Hak-hak politik antara Islam dan konvensi internasional serta aplikasinya di Libya
"Kajian Komparatif Ideologi Politik"

Foto bersama dewan hakim penilai (paper berbahasa Arab) posisi tengah Prof. DR. Adil Al-Ghirani dari Libya, beliau mewakili fakultas Qur'an & Sunnah sebagai hakim penilai, dan yang lainnya adalah student Pasca Sarjana USIM dari Yaman,Maroco,Libya,Saudi,Mesir,Oman dan Maldive.

Sunday, June 13, 2010

(1) Diskursus Teologi Islam dalam Perspektif Imam Al-Qurthubi

Diskursus Teologi Islam dalam Perspektif Imam Al-Qurthubi (1)

Minggu, 30/05/2010 14:07 WIB
Oleh DR. Kamaluddin Nurdin Marjuni
Dosen Aqidah Filsafat Universiti Sains Islam Malaysia
     Sebelum berbicara mengenai pandangan imam al-Qurthubi terhadap ilmu kalam (Teologi Islam), maka alangkah baiknya jika saya paparkan terlebih dahulu tentang definisi ilmu kalam, agar kita dapat memiliki gambaran mengenainya walaupun hanya secara global.

▶ _Persyaratan Tugas_:
1 > Jawablah pertanyaan berikut berdasarkan dokumen sumber.
(a) Fakultas apa yang diwakili Prof. DR. Adil Al-Ghirani sebagai hakim penilai?
(b) Kapan tulisan DR. Kamaluddin Nurdin Marjuni dicantumkan, lengkap dengan hari, tanggal, dan jamnya?
(c) Di universitas mana DR. Kamaluddin Nurdin Marjuni menjadi dosen?
2 > Tulis ulang bagian dokumen sumber mulai dari "Foto bersama dewan" dan berakhir pada "hanya secara global.". Tukar "ilmu kalam" dengan "ilmu tauhid".

▶ _Data yang Diberikan_:
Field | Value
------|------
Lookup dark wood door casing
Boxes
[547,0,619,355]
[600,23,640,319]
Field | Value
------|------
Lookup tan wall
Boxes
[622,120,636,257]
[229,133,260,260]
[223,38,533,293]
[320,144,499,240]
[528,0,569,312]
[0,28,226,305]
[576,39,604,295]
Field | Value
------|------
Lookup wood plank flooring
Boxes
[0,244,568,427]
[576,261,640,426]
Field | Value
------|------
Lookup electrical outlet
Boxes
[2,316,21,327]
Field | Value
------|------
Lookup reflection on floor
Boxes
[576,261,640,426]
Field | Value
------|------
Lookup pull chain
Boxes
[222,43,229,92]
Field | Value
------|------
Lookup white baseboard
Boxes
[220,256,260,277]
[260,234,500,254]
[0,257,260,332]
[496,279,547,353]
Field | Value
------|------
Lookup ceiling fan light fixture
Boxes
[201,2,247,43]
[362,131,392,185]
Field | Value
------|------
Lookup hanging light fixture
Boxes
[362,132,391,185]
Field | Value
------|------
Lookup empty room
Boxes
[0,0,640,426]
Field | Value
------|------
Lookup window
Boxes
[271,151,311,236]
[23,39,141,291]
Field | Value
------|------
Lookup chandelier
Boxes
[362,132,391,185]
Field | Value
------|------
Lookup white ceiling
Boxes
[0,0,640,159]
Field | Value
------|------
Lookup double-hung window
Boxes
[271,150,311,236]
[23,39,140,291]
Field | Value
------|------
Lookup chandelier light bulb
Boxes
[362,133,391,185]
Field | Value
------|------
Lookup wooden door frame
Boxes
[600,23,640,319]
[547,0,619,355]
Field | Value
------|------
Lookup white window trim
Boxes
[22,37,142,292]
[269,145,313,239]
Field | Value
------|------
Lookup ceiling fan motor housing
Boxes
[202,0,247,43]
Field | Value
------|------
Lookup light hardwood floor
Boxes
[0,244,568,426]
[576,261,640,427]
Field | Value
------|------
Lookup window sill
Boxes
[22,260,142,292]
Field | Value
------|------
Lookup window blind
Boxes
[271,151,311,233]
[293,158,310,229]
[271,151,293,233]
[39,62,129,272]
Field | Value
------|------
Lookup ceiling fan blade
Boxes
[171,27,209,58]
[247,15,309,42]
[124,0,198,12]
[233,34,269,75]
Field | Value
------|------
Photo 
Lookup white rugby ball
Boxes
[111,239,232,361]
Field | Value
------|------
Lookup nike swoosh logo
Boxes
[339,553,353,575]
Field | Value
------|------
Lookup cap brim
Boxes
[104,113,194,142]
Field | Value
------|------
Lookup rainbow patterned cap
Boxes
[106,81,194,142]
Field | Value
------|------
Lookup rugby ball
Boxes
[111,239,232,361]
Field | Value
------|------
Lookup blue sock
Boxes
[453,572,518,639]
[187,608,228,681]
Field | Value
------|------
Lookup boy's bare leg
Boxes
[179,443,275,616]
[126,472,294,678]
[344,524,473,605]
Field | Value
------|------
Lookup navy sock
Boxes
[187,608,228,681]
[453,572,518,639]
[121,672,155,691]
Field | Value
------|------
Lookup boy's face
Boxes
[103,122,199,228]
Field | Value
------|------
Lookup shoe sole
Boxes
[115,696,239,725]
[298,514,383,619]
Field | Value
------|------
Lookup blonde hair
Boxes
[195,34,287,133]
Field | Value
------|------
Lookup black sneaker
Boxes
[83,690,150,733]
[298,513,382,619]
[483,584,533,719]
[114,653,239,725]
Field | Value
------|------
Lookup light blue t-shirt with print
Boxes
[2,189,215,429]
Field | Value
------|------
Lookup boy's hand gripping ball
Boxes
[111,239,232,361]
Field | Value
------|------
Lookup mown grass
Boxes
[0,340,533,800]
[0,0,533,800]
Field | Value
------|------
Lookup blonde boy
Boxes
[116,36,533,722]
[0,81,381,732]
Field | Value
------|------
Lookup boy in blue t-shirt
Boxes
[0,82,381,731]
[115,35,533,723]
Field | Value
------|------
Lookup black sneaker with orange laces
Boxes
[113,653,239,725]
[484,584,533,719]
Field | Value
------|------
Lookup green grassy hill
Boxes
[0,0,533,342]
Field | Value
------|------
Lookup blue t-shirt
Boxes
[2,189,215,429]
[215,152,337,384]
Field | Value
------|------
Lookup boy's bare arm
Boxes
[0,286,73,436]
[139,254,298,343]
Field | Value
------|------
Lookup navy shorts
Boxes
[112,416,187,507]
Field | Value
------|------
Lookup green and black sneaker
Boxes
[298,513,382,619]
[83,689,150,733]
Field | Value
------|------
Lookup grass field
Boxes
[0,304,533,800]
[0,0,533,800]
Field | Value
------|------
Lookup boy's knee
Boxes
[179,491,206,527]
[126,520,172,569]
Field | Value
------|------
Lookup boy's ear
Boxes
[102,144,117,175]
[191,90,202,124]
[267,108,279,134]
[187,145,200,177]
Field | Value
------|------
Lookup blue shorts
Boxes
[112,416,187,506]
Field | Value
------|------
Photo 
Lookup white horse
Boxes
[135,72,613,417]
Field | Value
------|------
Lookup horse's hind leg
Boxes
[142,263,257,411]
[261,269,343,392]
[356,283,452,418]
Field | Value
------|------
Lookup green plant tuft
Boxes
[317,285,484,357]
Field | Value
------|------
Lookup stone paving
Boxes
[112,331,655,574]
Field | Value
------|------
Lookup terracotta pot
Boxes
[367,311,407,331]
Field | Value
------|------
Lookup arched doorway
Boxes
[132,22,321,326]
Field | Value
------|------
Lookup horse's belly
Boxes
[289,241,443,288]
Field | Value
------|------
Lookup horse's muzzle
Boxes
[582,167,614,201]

▶ _Jawaban Tertulis_:
1 >
(a) Fakultas Qur'an & Sunnah.
(b) Minggu, 30/05/2010 pukul 14:07 WIB.
(c) Universiti Sains Islam Malaysia.

2 >
Foto bersama dewan hakim penilai (paper berbahasa Arab) posisi tengah Prof. DR. Adil Al-Ghirani dari Libya, beliau mewakili fakultas Qur'an & Sunnah sebagai hakim penilai, dan yang lainnya adalah student Pasca Sarjana USIM dari Yaman,Maroco,Libya,Saudi,Mesir,Oman dan Maldive.

Sunday, June 13, 2010

(1) Diskursus Teologi Islam dalam Perspektif Imam Al-Qurthubi

Diskursus Teologi Islam dalam Perspektif Imam Al-Qurthubi (1)

Minggu, 30/05/2010 14:07 WIB
Oleh DR. Kamaluddin Nurdin Marjuni
Dosen Aqidah Filsafat Universiti Sains Islam Malaysia
     Sebelum berbicara mengenai pandangan imam al-Qurthubi terhadap ilmu tauhid (Teologi Islam), maka alangkah baiknya jika saya paparkan terlebih dahulu tentang definisi ilmu tauhid, agar kita dapat memiliki gambaran mengenainya walaupun hanya secara global.